>>>
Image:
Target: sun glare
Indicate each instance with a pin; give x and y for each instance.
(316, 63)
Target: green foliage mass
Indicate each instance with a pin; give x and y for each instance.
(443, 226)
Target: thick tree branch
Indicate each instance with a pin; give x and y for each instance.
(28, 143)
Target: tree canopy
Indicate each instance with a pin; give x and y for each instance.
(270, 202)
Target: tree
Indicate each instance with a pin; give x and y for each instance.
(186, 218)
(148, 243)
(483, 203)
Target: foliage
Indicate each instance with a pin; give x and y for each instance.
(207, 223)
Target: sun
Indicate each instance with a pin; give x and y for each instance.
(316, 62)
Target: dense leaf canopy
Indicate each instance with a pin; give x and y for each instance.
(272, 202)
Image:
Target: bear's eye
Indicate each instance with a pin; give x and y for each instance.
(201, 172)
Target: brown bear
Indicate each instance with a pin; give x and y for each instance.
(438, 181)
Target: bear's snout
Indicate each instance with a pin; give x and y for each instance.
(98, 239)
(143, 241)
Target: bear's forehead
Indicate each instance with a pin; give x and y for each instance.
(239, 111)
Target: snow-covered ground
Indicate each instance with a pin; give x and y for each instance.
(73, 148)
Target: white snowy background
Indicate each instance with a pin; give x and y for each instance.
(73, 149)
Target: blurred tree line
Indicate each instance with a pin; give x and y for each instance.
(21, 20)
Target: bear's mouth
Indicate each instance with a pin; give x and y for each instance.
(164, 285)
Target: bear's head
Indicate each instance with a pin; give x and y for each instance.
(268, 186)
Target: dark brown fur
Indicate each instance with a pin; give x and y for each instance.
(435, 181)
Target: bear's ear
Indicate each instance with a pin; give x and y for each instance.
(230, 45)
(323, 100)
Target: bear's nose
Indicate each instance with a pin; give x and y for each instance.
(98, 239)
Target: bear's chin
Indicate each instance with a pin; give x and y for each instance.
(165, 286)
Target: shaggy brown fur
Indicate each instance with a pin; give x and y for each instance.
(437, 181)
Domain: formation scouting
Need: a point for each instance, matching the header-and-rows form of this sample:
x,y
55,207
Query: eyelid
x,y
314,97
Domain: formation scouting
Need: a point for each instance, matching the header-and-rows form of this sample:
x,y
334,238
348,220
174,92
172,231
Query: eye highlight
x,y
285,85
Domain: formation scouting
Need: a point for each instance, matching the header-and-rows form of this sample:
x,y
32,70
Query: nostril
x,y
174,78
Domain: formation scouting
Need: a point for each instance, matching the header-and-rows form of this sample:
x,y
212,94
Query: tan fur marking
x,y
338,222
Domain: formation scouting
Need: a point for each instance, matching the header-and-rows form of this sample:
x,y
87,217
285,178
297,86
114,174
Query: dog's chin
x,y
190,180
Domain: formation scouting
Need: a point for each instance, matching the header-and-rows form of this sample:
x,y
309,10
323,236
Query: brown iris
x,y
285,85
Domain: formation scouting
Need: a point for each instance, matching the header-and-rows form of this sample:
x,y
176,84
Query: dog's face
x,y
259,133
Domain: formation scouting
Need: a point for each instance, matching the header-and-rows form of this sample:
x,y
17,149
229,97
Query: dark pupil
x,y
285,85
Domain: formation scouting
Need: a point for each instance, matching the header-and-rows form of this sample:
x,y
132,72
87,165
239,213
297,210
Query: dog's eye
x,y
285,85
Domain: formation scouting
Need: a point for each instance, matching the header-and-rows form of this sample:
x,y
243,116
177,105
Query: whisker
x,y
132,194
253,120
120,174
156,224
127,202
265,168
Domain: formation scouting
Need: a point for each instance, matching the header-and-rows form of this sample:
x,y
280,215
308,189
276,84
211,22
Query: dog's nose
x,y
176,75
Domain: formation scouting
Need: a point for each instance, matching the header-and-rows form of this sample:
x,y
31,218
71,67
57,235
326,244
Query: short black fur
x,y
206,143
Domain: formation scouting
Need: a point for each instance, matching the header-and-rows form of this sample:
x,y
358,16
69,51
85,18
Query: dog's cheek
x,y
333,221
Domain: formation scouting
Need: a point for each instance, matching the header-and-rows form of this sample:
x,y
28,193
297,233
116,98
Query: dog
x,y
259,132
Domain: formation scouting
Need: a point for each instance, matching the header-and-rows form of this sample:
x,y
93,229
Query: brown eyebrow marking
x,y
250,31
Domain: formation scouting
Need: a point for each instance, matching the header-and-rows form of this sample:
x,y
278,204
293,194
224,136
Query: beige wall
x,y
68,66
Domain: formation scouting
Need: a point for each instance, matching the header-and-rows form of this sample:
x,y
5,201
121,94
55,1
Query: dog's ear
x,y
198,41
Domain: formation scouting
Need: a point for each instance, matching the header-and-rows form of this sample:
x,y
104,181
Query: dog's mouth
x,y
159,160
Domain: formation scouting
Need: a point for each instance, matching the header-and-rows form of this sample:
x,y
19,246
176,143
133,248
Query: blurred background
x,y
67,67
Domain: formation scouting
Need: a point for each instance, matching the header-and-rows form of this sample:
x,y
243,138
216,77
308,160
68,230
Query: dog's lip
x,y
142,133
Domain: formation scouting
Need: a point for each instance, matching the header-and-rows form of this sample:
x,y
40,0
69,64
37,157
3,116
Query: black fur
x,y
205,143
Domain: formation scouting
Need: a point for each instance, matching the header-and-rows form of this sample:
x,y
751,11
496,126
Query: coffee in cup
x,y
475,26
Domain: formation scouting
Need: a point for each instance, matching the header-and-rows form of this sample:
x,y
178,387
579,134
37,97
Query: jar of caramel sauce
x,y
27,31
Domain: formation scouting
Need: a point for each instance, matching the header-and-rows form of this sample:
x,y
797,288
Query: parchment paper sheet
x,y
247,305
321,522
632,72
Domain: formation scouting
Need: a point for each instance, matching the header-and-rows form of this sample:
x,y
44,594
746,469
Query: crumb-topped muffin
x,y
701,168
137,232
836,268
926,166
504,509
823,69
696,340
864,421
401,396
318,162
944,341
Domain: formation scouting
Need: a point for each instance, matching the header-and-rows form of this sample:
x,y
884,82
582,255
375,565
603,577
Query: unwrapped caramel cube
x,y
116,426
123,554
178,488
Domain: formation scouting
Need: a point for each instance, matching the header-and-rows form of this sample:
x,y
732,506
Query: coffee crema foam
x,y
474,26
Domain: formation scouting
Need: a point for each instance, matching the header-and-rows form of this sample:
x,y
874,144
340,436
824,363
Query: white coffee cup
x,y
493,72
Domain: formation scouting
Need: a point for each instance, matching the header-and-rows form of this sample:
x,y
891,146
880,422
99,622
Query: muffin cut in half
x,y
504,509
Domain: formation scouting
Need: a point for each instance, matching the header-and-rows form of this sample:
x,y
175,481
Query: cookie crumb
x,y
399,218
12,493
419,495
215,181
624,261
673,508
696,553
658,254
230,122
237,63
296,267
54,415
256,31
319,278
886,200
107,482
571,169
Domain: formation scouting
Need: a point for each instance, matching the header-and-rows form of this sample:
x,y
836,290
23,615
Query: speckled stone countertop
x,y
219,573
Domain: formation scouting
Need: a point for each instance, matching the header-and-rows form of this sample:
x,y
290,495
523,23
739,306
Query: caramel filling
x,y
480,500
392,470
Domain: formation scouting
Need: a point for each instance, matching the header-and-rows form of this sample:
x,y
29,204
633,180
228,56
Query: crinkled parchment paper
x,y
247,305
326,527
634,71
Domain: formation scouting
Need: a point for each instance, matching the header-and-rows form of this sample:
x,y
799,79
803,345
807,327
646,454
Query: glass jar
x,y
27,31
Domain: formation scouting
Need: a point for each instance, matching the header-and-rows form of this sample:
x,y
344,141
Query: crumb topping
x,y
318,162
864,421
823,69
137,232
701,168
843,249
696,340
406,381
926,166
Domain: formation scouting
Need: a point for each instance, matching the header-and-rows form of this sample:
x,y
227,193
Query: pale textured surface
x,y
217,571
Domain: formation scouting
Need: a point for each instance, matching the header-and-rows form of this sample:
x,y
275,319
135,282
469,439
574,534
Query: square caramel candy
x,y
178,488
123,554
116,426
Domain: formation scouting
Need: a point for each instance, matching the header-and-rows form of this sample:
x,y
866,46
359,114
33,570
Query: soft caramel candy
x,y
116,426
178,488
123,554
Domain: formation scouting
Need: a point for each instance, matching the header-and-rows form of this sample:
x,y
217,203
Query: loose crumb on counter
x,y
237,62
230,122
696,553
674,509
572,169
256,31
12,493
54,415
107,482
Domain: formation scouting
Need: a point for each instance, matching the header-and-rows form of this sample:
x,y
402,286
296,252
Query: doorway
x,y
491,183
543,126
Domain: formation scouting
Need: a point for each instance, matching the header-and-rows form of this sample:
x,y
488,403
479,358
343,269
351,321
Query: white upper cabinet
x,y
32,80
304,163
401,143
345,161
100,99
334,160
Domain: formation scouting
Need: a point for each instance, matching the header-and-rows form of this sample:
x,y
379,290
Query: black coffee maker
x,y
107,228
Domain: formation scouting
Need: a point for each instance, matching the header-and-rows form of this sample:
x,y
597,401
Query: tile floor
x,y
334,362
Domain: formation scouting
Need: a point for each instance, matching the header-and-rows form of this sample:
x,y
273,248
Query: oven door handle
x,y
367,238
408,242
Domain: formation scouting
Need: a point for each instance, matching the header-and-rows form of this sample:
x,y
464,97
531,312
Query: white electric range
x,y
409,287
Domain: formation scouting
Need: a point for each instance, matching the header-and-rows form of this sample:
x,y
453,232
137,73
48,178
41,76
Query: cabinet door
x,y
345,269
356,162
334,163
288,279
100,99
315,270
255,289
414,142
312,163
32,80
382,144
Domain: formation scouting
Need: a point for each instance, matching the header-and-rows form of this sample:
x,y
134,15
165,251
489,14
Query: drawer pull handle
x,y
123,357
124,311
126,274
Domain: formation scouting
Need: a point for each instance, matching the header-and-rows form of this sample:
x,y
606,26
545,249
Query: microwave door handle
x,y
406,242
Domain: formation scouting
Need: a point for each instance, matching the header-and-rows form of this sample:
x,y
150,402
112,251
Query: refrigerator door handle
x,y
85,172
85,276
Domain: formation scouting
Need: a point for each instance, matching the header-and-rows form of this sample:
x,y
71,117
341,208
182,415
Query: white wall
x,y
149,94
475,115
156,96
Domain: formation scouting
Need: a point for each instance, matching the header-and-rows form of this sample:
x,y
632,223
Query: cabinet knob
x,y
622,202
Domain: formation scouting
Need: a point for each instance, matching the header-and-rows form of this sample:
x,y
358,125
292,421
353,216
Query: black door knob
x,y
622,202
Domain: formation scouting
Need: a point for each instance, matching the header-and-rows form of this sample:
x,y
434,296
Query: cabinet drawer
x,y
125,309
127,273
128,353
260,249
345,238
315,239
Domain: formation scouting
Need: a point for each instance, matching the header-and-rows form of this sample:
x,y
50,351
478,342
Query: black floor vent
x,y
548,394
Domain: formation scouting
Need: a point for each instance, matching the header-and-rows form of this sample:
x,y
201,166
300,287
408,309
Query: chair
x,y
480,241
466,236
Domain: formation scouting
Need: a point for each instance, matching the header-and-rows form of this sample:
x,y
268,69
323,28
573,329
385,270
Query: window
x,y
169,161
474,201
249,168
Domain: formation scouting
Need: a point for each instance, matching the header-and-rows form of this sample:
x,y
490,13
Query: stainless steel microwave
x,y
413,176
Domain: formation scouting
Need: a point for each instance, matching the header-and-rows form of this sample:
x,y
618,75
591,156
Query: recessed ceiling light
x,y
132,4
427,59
<<<
▶ **Exercise aim**:
Up to and including the line with "Target: brown bear", repeat the data exactly, starting from its first line; nothing else belongs in the response.

▶ **Finished exercise**:
Image:
Target: sun glare
Indicate each instance with a pin; give x and y for each instance.
(316, 63)
Target: green foliage mass
Indicate each instance with a pin; give x and y for each instance.
(443, 226)
Target: thick tree branch
Indicate each instance with a pin; give x and y for each instance.
(28, 143)
Target: tree canopy
Indicate each instance with a pin; give x and y for each instance.
(270, 202)
Target: tree
Indicate each instance with a pin; give x and y for each instance.
(186, 218)
(148, 243)
(483, 203)
Target: foliage
Indicate each instance with a pin; give x and y for each instance.
(207, 223)
Target: sun
Indicate each instance with a pin; give x and y for each instance.
(316, 62)
Target: dense leaf canopy
Indicate each instance with a pin; give x and y for each instance.
(272, 202)
Image:
Target: bear's eye
Indicate each instance with a pin; give x and y for each instance.
(201, 172)
Target: brown bear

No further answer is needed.